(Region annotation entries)
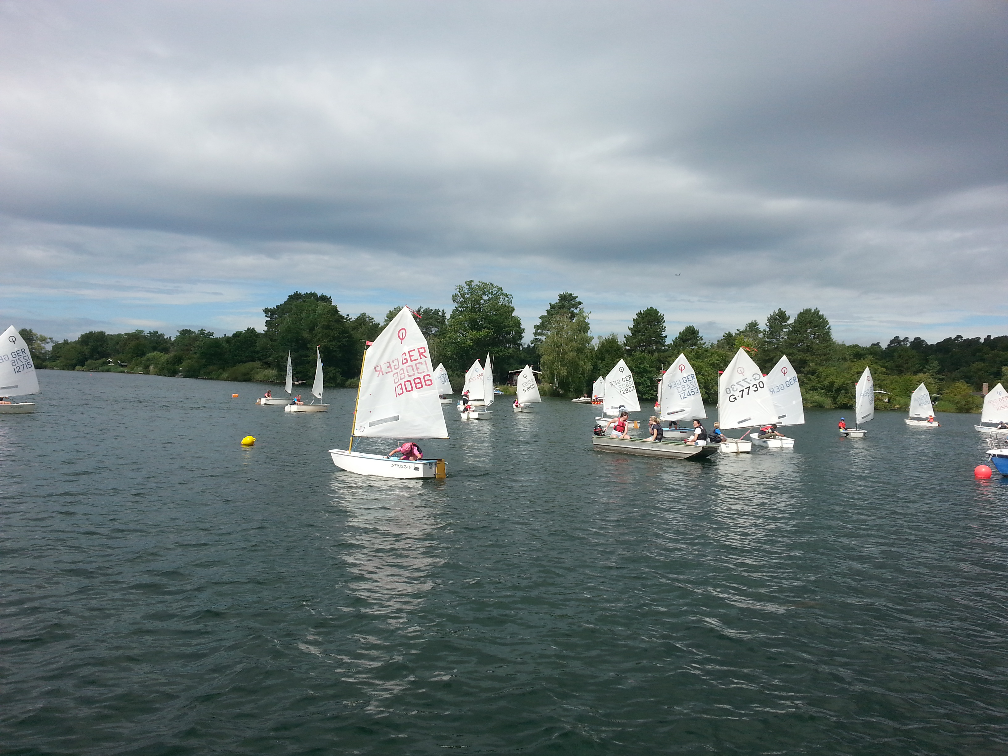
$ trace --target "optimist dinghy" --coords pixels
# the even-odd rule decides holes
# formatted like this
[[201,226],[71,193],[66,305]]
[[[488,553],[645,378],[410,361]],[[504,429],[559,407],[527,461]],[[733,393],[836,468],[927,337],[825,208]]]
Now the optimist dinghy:
[[858,379],[855,389],[854,400],[854,427],[849,427],[840,431],[841,435],[848,438],[864,438],[868,431],[860,427],[862,422],[868,422],[875,417],[875,381],[872,379],[872,371],[865,368],[865,372]]
[[517,384],[518,395],[515,397],[512,408],[515,412],[531,412],[532,405],[542,401],[542,397],[539,396],[539,386],[535,382],[535,373],[532,372],[532,368],[528,365],[523,367],[521,372],[518,373],[518,380],[515,383]]
[[427,340],[409,307],[385,327],[364,352],[350,446],[331,449],[333,464],[358,475],[444,478],[444,460],[409,462],[354,452],[354,438],[448,438],[437,400]]
[[[0,396],[26,396],[38,393],[38,375],[31,361],[28,345],[11,326],[0,336]],[[0,414],[27,414],[35,411],[31,401],[0,402]]]
[[913,390],[910,396],[910,414],[903,422],[911,427],[939,427],[934,419],[934,407],[931,406],[931,392],[923,383]]
[[318,404],[288,404],[283,408],[284,412],[328,412],[329,404],[322,403],[322,355],[316,347],[316,380],[311,384],[311,395],[319,399]]
[[1005,391],[1005,387],[1000,383],[984,397],[980,424],[974,427],[983,433],[993,433],[998,437],[1008,436],[1008,428],[1001,428],[998,425],[1008,425],[1008,391]]
[[[775,421],[778,427],[785,425],[802,425],[805,421],[805,410],[801,404],[801,388],[798,386],[798,374],[791,367],[787,355],[781,357],[773,370],[767,373],[764,382],[770,390],[773,409],[777,414]],[[753,445],[768,449],[794,449],[794,438],[777,435],[774,438],[763,438],[759,434],[750,435]]]

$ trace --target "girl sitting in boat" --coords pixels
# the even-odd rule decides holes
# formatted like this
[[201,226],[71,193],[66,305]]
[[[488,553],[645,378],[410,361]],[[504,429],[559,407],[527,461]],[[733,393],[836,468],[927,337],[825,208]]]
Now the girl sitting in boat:
[[609,429],[609,425],[612,425],[613,432],[610,433],[610,435],[613,438],[625,438],[626,440],[630,440],[630,433],[627,432],[629,419],[630,419],[630,413],[624,409],[620,412],[619,417],[614,417],[609,421],[609,424],[606,425],[606,430]]
[[385,456],[391,457],[394,454],[399,455],[399,459],[404,462],[416,462],[417,460],[423,459],[423,452],[421,452],[420,448],[413,442],[406,442],[401,447],[393,449]]

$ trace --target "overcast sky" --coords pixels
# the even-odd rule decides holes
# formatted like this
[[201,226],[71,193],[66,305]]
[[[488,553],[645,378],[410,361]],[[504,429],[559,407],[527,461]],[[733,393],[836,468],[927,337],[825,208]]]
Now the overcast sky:
[[[1008,3],[0,2],[0,327],[1008,333]],[[529,334],[530,335],[530,334]]]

◆ Task directions
Identify every line in the material above that contains the string "optimist", matching case exactly, and copy each of those lines in full.

◆ Task response
$ trace --target "optimist dinghy" --coords pixels
Now the optimist dinghy:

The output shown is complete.